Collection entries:
>>>

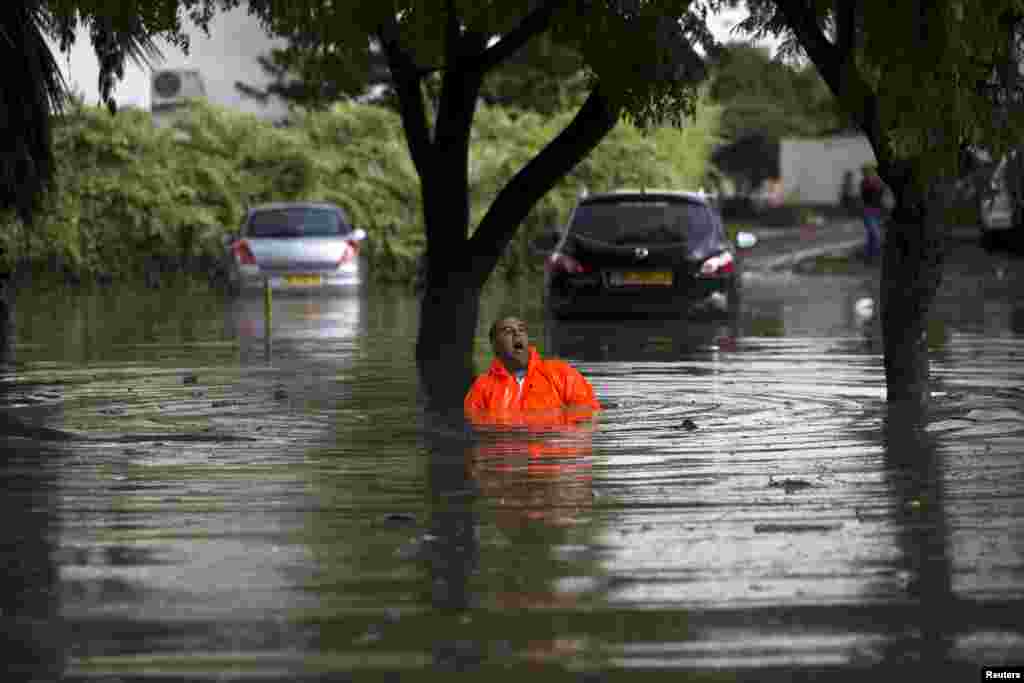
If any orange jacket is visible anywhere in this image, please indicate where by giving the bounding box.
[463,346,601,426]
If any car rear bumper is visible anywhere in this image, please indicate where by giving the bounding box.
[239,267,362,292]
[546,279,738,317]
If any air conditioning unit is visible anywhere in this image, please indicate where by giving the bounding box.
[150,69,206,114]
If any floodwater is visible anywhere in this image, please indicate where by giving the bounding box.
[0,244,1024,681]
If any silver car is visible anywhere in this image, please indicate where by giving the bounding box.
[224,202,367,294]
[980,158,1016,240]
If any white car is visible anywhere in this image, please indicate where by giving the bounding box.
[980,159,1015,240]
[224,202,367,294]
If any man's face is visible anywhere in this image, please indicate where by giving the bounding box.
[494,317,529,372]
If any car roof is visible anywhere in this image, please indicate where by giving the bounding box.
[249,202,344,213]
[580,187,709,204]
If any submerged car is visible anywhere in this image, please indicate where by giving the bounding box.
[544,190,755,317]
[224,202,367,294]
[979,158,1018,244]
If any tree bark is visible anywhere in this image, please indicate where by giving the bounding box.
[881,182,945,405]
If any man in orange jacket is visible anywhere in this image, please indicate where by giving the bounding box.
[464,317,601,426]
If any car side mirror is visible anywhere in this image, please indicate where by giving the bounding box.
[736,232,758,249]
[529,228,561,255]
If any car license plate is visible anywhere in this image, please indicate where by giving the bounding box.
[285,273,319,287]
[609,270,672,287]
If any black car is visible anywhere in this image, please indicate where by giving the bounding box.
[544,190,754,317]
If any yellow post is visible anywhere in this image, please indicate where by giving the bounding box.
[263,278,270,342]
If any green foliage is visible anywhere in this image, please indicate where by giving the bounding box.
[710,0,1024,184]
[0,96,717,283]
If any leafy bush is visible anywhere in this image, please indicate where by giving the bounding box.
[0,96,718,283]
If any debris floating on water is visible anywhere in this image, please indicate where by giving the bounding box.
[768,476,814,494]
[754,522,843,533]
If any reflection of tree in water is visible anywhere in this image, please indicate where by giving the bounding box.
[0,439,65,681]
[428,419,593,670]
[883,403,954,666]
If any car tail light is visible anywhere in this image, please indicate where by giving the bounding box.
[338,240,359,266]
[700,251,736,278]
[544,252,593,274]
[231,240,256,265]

<<<
>>>

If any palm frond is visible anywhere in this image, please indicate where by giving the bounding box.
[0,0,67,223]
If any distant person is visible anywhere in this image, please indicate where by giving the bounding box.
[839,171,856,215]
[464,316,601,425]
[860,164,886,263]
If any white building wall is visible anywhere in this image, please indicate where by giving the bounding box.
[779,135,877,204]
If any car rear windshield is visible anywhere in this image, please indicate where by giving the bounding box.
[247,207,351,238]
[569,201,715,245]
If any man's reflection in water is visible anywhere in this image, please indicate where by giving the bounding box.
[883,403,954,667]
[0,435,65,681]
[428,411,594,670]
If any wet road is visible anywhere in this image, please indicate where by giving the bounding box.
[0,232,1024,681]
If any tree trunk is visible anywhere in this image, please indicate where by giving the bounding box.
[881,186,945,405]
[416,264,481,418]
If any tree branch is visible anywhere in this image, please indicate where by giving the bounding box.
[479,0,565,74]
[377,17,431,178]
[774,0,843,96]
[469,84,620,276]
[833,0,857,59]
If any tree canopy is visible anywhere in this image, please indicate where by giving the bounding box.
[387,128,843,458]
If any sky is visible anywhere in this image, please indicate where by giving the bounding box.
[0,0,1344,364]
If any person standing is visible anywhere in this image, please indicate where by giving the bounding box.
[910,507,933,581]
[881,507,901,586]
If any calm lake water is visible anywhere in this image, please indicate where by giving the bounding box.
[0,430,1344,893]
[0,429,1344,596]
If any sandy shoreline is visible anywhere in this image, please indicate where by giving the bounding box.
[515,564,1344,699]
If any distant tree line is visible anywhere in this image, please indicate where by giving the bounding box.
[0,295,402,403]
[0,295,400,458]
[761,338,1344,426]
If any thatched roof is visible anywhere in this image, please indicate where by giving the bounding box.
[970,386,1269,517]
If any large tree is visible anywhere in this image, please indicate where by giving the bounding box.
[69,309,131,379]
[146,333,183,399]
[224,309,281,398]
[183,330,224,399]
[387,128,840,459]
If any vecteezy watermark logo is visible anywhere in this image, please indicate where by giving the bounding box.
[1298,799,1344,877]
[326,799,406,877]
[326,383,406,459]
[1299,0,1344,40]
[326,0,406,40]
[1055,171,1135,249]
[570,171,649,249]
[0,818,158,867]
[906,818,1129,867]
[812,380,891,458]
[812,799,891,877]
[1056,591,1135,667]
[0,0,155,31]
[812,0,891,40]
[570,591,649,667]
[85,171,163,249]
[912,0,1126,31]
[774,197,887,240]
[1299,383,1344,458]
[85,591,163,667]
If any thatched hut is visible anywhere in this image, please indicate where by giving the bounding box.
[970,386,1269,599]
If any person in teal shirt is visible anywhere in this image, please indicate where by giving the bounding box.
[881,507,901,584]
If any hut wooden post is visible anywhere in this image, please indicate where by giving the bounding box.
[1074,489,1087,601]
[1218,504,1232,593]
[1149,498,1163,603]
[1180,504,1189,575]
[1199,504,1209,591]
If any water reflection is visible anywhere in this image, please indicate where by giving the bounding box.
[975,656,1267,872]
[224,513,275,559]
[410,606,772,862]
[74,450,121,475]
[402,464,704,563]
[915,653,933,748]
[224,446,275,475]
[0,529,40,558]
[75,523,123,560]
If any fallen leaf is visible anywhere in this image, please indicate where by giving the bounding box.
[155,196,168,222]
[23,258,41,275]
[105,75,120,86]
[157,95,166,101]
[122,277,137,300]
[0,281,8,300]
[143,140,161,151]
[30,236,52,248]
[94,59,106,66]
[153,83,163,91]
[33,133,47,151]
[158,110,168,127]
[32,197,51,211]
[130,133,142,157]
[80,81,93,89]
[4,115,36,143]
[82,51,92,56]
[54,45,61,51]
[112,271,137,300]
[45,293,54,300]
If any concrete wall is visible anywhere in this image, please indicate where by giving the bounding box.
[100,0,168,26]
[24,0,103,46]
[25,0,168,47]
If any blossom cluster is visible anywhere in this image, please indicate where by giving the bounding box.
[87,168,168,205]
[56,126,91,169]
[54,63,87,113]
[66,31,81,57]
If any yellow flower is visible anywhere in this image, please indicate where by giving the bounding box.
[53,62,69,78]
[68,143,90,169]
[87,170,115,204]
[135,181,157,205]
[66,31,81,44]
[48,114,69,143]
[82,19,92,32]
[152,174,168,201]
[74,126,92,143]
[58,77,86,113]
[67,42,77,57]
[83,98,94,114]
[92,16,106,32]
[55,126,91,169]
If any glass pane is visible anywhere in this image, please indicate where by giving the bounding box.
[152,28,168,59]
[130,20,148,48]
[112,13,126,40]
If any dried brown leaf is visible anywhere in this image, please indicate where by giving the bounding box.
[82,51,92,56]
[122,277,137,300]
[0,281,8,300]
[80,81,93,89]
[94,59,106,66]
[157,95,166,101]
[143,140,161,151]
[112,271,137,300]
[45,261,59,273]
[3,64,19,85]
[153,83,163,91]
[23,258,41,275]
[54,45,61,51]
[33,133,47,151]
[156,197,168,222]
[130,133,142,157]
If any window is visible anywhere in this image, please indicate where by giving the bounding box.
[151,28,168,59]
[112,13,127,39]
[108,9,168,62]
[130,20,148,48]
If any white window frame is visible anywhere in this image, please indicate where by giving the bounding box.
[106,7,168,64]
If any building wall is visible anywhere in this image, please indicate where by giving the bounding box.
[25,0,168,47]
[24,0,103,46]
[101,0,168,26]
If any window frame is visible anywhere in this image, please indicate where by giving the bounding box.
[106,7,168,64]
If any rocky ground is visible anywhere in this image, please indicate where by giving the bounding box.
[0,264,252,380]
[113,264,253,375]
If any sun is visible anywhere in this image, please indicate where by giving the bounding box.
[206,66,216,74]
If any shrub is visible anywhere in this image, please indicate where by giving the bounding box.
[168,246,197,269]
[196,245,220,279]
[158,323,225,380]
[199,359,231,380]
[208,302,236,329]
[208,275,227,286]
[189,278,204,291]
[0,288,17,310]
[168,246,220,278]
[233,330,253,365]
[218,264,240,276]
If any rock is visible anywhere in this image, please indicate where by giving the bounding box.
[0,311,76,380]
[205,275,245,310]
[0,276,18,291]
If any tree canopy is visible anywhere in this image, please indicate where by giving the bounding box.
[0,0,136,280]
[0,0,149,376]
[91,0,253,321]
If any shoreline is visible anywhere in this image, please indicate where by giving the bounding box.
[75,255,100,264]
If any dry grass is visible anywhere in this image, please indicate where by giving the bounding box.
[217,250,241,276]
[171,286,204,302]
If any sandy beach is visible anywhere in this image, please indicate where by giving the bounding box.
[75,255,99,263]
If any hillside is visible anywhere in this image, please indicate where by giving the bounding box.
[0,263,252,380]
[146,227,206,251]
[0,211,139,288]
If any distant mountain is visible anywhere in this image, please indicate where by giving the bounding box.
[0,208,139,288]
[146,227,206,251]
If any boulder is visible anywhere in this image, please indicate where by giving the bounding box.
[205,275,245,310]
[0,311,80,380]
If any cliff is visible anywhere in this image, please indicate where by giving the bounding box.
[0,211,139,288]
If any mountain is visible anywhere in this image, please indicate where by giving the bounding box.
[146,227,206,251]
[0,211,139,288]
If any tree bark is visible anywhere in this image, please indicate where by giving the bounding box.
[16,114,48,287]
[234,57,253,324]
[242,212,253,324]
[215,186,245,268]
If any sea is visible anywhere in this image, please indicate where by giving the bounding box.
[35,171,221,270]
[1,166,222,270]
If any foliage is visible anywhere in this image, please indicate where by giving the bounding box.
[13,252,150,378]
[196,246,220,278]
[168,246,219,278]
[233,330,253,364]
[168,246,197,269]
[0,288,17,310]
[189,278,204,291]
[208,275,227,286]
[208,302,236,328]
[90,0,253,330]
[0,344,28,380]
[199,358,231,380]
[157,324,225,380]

<<<
>>>

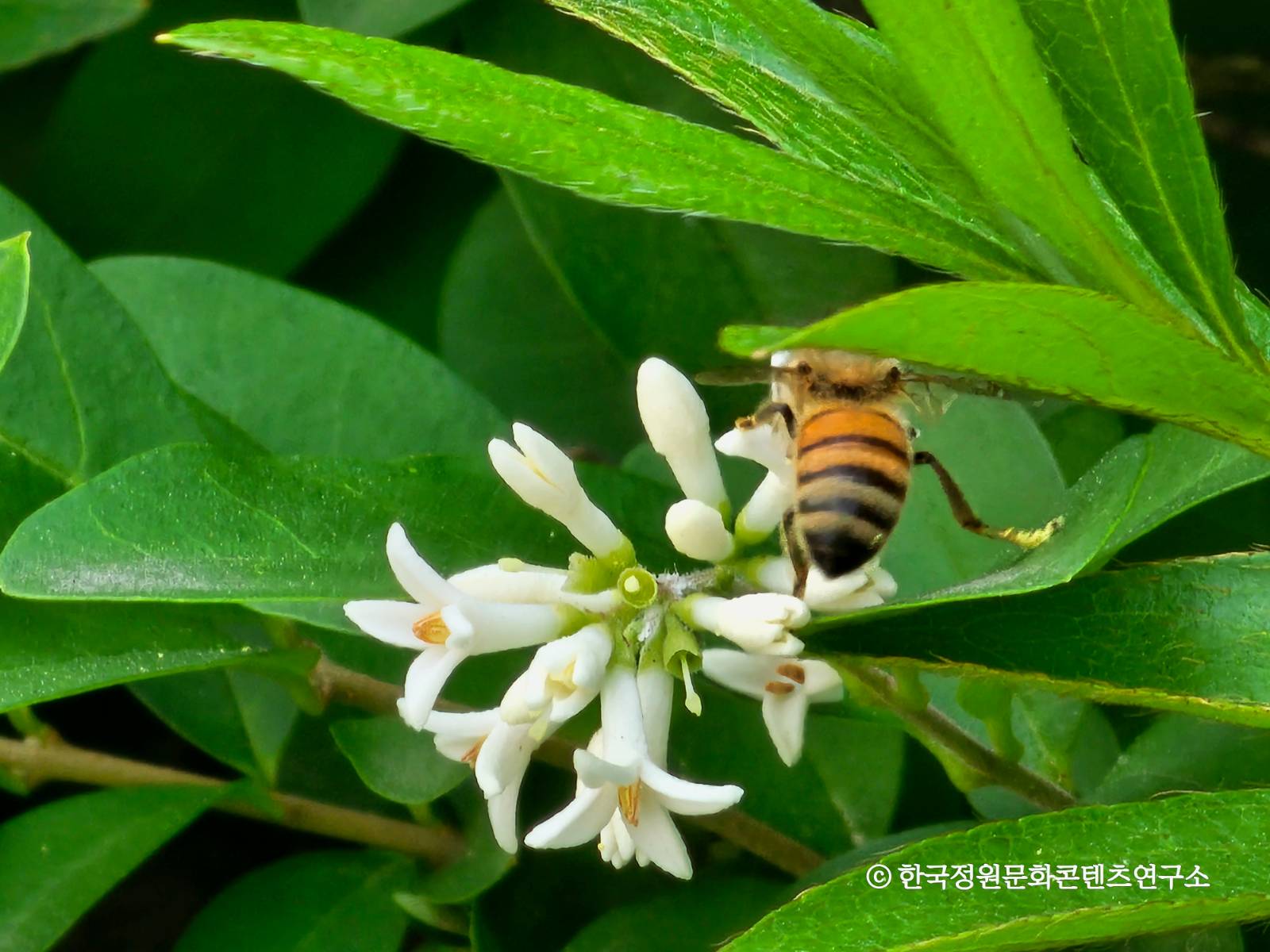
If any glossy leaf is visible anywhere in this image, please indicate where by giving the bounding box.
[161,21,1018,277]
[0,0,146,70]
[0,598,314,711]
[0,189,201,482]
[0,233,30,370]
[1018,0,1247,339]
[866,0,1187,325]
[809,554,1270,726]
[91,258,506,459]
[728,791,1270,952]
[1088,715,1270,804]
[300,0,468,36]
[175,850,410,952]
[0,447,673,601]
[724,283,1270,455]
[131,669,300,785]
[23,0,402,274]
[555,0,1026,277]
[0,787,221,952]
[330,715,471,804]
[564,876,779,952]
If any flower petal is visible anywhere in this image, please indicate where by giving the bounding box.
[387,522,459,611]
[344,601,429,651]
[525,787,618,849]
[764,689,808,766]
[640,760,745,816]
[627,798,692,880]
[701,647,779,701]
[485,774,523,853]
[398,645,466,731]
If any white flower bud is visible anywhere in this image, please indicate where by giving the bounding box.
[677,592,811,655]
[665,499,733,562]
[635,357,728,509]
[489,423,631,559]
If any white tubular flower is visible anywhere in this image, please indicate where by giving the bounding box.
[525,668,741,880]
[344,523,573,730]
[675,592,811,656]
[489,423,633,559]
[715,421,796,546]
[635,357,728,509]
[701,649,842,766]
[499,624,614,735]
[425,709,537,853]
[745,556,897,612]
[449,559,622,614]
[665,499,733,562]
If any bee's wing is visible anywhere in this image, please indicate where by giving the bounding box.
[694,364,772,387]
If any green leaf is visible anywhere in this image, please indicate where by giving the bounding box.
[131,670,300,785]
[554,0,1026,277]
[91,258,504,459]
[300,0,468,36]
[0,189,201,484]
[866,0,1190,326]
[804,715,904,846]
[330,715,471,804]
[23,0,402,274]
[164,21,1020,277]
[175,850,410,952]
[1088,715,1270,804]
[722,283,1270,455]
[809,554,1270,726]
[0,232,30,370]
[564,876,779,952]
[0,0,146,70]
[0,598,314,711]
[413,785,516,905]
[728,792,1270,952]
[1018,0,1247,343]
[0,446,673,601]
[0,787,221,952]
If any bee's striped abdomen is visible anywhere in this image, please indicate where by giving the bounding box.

<<<

What you will do: Convert the entries from the line containing "If any person in" to the line containing "[881,507,901,584]" into a JSON list of strings, one string per line, leaving out blank lines.

Complete answer:
[
  "If any person in teal shirt is visible anywhere in this image, please indicate where by giving the bounding box.",
  "[881,507,901,584]"
]